*** Block opens ***

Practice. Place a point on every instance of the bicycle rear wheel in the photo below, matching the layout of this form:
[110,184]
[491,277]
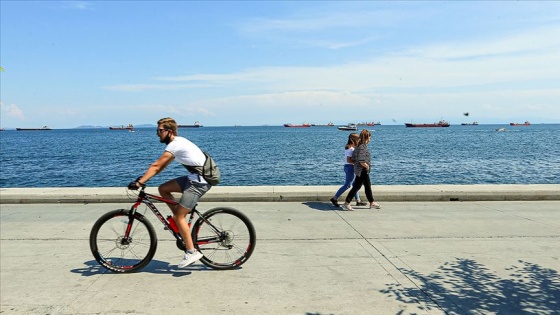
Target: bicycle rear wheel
[226,238]
[116,252]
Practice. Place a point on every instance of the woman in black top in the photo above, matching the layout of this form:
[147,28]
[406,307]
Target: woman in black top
[362,164]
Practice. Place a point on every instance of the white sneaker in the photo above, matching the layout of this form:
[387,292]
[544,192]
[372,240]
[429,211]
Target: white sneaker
[189,259]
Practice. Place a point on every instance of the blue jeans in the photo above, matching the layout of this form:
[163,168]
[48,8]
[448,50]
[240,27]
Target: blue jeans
[349,171]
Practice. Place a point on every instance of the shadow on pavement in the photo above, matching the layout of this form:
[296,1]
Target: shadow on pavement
[467,287]
[93,268]
[322,206]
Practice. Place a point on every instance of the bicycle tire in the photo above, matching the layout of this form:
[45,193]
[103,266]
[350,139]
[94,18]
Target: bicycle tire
[116,254]
[232,246]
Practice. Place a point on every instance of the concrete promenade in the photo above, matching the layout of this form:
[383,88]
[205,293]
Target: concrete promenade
[410,257]
[295,193]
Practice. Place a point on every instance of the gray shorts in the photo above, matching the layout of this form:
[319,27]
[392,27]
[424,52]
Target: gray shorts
[192,191]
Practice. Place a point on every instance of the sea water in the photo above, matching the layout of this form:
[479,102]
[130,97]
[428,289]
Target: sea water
[275,155]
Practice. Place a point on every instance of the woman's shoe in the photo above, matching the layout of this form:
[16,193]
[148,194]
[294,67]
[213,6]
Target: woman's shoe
[335,202]
[375,205]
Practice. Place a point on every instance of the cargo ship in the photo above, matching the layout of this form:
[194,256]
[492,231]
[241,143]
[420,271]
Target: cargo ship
[32,129]
[523,124]
[129,127]
[441,123]
[195,125]
[305,125]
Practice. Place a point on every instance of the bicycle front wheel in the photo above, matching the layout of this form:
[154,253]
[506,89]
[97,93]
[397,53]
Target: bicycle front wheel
[226,238]
[116,251]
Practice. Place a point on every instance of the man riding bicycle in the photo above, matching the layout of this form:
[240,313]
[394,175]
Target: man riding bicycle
[192,186]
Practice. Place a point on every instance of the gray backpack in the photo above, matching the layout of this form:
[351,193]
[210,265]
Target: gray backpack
[209,170]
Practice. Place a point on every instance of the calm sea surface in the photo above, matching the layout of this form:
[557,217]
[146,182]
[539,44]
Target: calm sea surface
[271,155]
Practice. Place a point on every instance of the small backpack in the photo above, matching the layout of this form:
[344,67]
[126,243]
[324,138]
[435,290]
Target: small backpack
[209,170]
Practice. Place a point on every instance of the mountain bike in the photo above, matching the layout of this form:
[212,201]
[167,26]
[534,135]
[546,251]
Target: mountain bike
[125,241]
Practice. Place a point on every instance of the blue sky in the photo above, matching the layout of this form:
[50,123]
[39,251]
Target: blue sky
[223,63]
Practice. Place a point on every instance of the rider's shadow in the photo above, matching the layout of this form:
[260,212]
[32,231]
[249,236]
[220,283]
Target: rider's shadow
[321,206]
[93,268]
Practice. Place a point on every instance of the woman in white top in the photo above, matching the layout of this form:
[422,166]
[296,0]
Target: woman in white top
[348,170]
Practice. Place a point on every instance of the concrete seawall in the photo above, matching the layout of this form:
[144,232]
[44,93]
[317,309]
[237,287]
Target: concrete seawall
[292,193]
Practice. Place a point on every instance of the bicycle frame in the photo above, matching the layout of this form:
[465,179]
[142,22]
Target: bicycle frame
[146,198]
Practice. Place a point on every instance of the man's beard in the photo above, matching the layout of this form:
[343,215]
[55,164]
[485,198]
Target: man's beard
[165,140]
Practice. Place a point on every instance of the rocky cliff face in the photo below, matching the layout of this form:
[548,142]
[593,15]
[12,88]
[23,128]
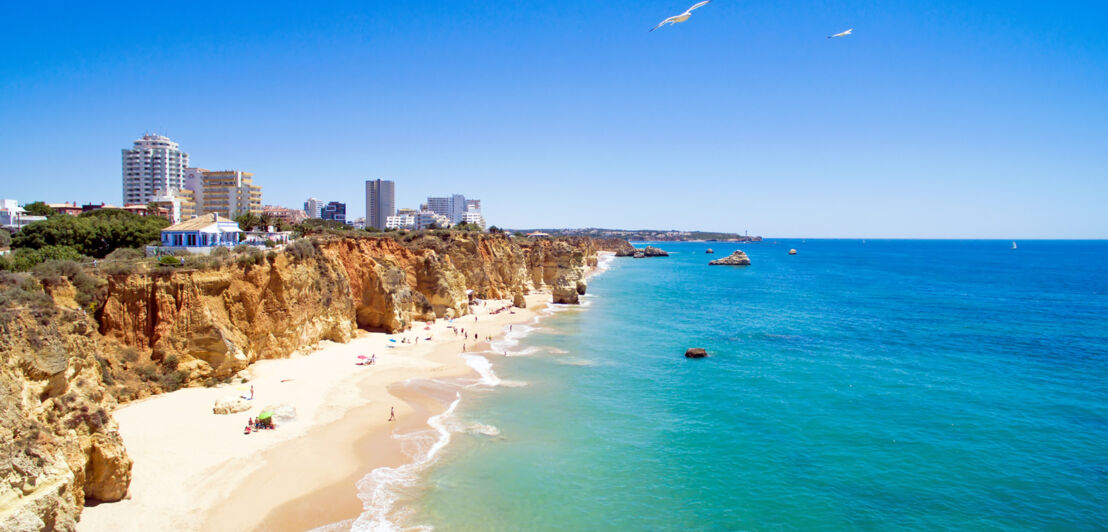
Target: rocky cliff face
[63,370]
[218,321]
[60,444]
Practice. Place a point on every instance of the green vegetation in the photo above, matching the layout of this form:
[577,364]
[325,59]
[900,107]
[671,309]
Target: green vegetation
[39,208]
[303,248]
[95,233]
[23,259]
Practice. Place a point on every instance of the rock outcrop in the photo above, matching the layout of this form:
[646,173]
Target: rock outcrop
[640,253]
[63,370]
[737,258]
[619,246]
[60,444]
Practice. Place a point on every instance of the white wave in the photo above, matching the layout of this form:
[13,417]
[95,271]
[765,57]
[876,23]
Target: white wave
[483,367]
[380,489]
[575,361]
[482,429]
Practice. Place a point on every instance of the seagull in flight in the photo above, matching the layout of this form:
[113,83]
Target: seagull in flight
[681,18]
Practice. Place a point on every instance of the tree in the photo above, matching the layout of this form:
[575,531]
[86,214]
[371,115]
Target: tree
[39,208]
[248,221]
[95,233]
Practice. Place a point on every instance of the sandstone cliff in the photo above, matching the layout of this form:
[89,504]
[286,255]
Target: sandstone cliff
[63,370]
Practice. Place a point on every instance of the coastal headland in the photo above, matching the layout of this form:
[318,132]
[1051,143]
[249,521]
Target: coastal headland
[291,324]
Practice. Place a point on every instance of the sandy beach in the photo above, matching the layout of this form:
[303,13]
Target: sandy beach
[195,470]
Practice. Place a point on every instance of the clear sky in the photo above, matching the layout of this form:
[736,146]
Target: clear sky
[940,119]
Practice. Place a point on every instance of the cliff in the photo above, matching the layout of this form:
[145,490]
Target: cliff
[152,331]
[61,447]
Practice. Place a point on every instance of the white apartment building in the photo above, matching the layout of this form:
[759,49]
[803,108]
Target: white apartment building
[400,222]
[227,193]
[13,217]
[418,221]
[314,207]
[154,166]
[473,217]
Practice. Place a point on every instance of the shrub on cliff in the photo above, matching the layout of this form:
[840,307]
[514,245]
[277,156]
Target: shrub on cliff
[248,256]
[21,290]
[301,248]
[23,259]
[54,272]
[95,233]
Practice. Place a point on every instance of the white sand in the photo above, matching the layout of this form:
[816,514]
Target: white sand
[188,460]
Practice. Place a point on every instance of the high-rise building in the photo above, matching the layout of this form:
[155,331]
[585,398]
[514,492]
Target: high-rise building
[314,207]
[380,202]
[227,193]
[451,206]
[155,166]
[473,217]
[335,211]
[293,216]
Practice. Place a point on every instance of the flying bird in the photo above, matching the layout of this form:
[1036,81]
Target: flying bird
[681,18]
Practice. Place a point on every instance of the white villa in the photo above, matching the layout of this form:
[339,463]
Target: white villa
[201,235]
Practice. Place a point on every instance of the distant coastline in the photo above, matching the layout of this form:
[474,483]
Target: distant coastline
[645,235]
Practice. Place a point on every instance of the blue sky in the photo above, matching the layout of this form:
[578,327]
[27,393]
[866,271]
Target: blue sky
[942,119]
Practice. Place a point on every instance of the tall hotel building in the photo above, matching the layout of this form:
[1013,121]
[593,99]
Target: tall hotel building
[227,193]
[380,202]
[154,167]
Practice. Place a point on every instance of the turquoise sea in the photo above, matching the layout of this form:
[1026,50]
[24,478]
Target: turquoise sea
[885,385]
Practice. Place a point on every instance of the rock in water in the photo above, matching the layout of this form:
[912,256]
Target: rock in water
[737,258]
[696,353]
[229,405]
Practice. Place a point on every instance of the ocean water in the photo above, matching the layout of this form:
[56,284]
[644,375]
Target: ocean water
[892,385]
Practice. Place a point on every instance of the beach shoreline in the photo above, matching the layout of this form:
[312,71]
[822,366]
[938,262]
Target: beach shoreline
[194,470]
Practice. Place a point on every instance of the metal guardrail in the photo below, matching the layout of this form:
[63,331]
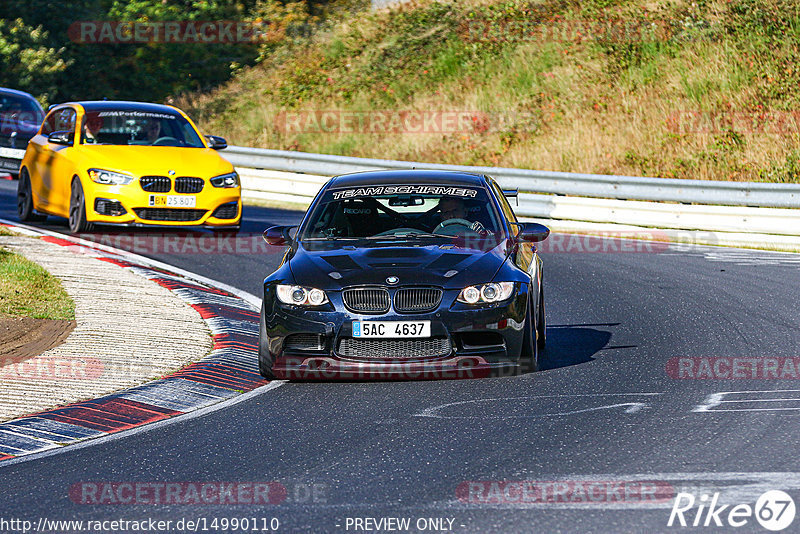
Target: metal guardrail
[557,183]
[287,187]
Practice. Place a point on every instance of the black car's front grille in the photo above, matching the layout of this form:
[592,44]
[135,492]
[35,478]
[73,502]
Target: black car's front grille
[366,299]
[305,342]
[226,211]
[155,184]
[188,184]
[417,299]
[169,214]
[394,348]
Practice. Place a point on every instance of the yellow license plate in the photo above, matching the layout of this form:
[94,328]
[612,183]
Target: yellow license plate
[173,201]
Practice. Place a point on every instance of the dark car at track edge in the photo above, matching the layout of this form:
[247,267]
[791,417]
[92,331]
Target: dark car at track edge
[20,117]
[404,275]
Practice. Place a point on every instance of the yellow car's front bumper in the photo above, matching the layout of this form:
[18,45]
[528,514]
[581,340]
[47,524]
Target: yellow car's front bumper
[130,205]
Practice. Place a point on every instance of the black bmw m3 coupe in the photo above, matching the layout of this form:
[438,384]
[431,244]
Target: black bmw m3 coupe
[404,275]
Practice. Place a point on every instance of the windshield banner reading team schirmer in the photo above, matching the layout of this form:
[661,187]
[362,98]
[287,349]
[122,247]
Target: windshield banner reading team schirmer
[404,189]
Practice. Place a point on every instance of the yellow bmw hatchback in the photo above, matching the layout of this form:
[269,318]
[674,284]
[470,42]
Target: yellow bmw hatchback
[126,163]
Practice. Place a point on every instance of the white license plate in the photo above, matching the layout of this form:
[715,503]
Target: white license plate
[173,201]
[389,329]
[15,153]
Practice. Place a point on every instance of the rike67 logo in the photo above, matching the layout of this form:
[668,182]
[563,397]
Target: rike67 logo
[774,510]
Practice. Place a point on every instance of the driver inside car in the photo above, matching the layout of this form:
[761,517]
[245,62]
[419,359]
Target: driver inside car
[453,211]
[153,130]
[91,129]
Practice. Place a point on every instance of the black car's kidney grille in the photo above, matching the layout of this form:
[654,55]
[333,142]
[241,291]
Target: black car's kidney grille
[188,184]
[394,348]
[417,299]
[155,184]
[366,299]
[169,214]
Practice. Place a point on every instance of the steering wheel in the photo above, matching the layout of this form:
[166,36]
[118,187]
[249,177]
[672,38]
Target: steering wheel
[450,222]
[166,141]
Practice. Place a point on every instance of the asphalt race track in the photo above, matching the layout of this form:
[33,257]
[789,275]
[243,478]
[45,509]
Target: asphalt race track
[607,410]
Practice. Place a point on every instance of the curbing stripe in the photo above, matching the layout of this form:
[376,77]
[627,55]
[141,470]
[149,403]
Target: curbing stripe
[227,371]
[24,443]
[64,431]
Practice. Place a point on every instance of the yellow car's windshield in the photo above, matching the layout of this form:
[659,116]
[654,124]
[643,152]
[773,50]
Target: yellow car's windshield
[133,127]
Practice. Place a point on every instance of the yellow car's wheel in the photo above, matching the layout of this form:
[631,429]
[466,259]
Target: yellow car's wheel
[25,199]
[77,209]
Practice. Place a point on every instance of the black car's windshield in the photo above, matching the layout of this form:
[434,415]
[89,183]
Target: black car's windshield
[403,212]
[133,127]
[18,112]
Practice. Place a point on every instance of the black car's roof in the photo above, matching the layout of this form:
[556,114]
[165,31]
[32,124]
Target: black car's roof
[111,105]
[406,177]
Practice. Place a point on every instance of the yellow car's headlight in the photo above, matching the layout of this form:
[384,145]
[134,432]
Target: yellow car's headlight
[226,180]
[109,177]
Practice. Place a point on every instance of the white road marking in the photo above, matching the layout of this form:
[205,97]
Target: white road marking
[631,407]
[714,400]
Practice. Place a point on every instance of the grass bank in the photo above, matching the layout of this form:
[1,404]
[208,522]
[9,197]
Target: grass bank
[27,290]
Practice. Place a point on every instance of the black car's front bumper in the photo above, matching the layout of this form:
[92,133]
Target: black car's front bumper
[470,342]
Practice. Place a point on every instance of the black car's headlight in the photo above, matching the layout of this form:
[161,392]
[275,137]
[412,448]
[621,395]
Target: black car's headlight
[109,177]
[301,296]
[486,293]
[226,180]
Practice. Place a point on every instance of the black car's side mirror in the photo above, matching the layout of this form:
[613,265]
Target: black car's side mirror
[61,138]
[216,142]
[280,235]
[532,232]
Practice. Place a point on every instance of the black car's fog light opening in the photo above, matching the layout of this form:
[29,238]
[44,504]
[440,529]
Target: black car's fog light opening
[112,208]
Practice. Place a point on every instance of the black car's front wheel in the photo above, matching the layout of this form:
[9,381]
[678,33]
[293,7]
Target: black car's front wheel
[77,209]
[264,359]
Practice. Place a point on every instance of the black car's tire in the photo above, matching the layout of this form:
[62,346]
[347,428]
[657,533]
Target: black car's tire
[264,360]
[529,356]
[25,199]
[541,323]
[77,209]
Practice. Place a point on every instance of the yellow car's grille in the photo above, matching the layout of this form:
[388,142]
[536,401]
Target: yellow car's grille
[169,214]
[156,184]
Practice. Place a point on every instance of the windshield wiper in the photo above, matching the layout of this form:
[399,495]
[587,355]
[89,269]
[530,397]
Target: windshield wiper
[407,235]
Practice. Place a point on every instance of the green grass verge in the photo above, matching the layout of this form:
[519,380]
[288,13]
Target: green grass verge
[27,290]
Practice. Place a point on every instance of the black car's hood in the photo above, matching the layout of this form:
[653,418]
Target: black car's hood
[441,264]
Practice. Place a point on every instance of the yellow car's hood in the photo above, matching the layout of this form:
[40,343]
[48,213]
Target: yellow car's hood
[154,160]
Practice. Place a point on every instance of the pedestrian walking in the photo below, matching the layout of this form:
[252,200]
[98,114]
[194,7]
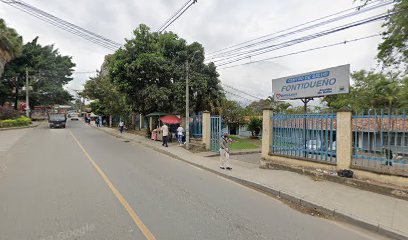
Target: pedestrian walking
[165,131]
[121,126]
[224,152]
[180,131]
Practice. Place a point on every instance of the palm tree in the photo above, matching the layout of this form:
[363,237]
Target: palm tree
[10,44]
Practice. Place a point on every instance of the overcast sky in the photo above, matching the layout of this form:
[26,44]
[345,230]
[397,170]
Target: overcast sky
[215,24]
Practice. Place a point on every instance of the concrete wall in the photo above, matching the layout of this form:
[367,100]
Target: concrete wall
[344,140]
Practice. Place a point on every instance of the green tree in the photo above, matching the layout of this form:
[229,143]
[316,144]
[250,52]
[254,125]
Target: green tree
[232,112]
[10,44]
[394,48]
[49,71]
[151,71]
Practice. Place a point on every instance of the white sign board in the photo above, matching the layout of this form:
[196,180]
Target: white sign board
[320,83]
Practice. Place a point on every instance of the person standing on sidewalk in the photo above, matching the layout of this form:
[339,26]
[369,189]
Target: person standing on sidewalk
[121,126]
[180,131]
[224,152]
[165,130]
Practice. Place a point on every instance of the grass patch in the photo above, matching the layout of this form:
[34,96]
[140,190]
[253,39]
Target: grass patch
[244,143]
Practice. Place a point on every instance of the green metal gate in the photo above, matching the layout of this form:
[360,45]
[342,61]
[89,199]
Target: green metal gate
[216,133]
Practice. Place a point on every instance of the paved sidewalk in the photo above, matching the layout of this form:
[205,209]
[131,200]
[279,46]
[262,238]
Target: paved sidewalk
[378,212]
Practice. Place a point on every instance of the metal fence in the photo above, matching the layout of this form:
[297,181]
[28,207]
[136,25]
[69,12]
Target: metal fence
[306,136]
[380,142]
[196,126]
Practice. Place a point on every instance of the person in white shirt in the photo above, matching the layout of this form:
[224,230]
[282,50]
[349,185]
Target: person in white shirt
[180,131]
[224,152]
[121,126]
[165,130]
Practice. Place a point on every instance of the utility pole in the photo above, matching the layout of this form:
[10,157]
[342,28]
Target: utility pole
[27,96]
[187,110]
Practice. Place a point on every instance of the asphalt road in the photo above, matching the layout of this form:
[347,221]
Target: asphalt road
[80,183]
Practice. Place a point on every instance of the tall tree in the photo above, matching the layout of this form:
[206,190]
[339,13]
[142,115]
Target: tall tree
[10,44]
[108,100]
[151,71]
[49,71]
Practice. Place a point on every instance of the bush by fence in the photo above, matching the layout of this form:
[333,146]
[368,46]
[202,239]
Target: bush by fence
[21,121]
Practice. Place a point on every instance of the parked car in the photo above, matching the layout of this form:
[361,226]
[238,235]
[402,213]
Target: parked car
[57,120]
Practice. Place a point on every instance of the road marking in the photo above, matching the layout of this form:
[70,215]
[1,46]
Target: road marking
[146,232]
[196,167]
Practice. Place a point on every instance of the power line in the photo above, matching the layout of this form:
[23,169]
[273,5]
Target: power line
[234,94]
[64,25]
[175,16]
[359,10]
[233,88]
[303,51]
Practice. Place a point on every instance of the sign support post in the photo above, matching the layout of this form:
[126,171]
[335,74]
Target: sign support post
[305,102]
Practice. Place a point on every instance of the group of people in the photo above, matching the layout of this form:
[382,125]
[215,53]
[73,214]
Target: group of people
[224,143]
[165,131]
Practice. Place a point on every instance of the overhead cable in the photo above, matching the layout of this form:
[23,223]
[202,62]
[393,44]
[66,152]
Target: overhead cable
[303,51]
[263,50]
[357,10]
[64,25]
[233,88]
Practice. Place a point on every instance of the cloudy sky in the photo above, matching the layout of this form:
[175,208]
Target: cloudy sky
[214,23]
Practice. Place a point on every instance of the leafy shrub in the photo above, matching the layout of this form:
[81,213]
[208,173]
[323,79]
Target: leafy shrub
[8,113]
[21,121]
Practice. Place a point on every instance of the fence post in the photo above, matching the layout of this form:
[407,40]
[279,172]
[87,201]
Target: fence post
[344,138]
[266,131]
[133,120]
[207,129]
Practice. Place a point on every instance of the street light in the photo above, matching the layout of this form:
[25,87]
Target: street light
[188,104]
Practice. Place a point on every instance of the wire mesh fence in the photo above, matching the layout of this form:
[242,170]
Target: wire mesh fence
[306,136]
[380,141]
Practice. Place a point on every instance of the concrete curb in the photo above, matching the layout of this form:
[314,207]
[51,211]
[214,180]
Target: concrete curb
[350,182]
[22,127]
[279,194]
[236,153]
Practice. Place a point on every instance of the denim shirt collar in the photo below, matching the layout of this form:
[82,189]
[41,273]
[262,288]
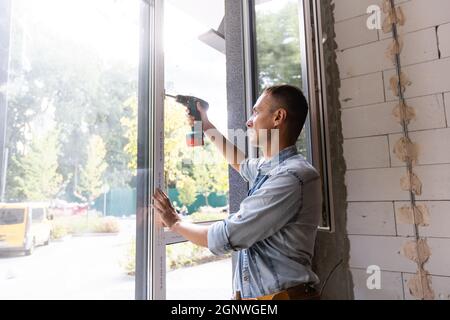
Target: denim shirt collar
[268,165]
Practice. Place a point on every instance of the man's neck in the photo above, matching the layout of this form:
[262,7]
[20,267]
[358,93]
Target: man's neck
[268,153]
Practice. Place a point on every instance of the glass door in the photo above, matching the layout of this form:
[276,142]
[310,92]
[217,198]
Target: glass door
[69,115]
[191,42]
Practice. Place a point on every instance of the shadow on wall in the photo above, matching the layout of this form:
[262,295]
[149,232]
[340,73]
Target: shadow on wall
[331,261]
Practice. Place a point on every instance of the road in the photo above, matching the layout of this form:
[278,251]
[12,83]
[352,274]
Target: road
[89,267]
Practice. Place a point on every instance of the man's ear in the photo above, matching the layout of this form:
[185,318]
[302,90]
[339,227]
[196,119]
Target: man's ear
[280,116]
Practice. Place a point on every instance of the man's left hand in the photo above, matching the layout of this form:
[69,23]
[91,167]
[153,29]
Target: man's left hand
[164,208]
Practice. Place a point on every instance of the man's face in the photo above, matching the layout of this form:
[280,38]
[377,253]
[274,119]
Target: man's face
[261,121]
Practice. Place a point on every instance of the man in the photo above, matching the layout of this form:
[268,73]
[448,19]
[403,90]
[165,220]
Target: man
[275,228]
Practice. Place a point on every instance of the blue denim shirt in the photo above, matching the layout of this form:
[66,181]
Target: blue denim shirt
[275,227]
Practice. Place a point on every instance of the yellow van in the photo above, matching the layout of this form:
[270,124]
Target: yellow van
[23,226]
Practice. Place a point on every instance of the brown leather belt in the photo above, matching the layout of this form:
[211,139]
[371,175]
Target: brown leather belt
[301,292]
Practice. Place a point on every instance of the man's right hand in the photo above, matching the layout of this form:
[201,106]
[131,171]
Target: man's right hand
[203,113]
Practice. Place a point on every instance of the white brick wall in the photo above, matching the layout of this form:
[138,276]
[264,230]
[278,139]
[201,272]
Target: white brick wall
[434,146]
[444,40]
[440,220]
[447,108]
[418,47]
[391,286]
[370,133]
[378,120]
[441,287]
[426,78]
[364,153]
[360,34]
[362,90]
[371,218]
[380,251]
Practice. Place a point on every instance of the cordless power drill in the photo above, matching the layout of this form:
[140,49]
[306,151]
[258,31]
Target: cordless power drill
[195,137]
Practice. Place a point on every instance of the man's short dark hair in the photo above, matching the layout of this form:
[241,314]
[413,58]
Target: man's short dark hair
[294,102]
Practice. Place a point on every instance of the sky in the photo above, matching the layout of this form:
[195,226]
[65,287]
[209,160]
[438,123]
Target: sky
[111,28]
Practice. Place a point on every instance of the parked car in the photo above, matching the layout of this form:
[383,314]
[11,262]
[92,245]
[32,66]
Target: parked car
[23,226]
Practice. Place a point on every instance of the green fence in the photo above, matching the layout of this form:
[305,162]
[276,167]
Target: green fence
[120,202]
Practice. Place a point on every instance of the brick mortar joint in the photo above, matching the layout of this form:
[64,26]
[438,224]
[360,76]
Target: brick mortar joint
[392,12]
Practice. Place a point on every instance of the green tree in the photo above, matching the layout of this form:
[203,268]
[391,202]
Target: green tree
[278,51]
[278,46]
[87,90]
[210,172]
[187,193]
[91,181]
[38,179]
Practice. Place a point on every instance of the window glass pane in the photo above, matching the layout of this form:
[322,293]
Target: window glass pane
[194,273]
[196,177]
[194,58]
[37,214]
[278,51]
[71,128]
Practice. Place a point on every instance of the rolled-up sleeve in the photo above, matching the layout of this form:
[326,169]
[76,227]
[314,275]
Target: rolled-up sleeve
[248,169]
[262,214]
[218,240]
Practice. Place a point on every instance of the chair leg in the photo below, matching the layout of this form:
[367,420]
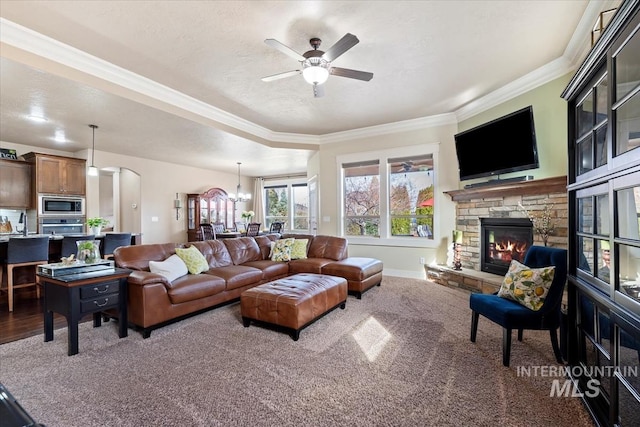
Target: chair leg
[553,333]
[10,286]
[506,346]
[474,325]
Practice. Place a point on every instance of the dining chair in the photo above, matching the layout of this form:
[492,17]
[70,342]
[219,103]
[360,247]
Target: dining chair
[512,315]
[112,241]
[253,229]
[23,252]
[207,232]
[69,245]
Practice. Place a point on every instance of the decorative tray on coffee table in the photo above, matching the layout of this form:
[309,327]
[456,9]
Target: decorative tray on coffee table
[62,269]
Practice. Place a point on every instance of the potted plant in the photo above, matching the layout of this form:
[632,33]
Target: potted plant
[247,215]
[96,224]
[88,251]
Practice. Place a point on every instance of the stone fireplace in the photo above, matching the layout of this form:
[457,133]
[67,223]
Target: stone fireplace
[500,201]
[503,240]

*** Block closes ***

Required work:
Would you return all lines from the preceding listing that contain the word "below"?

Expected answer:
Practice. Place a point on every instance of the bicycle rear wheel in the photo below, matching the layout of this form:
Practice. Place a point on every instance of the rocky cliff face in the photo below, matching the layout of this form:
Practice. Place a point on every instance of the metal guardrail in the photo below, matching the layout of this form:
Practice. Place a point on every instance of the pedestrian walking in the photo below, matching the layout of this form:
Practice. Place a point on every instance of the denim shirt collar in the photo below, matching the layout of this form:
Practice. Place a point on every instance of the chair leg in the photo below, matching the layout of this form:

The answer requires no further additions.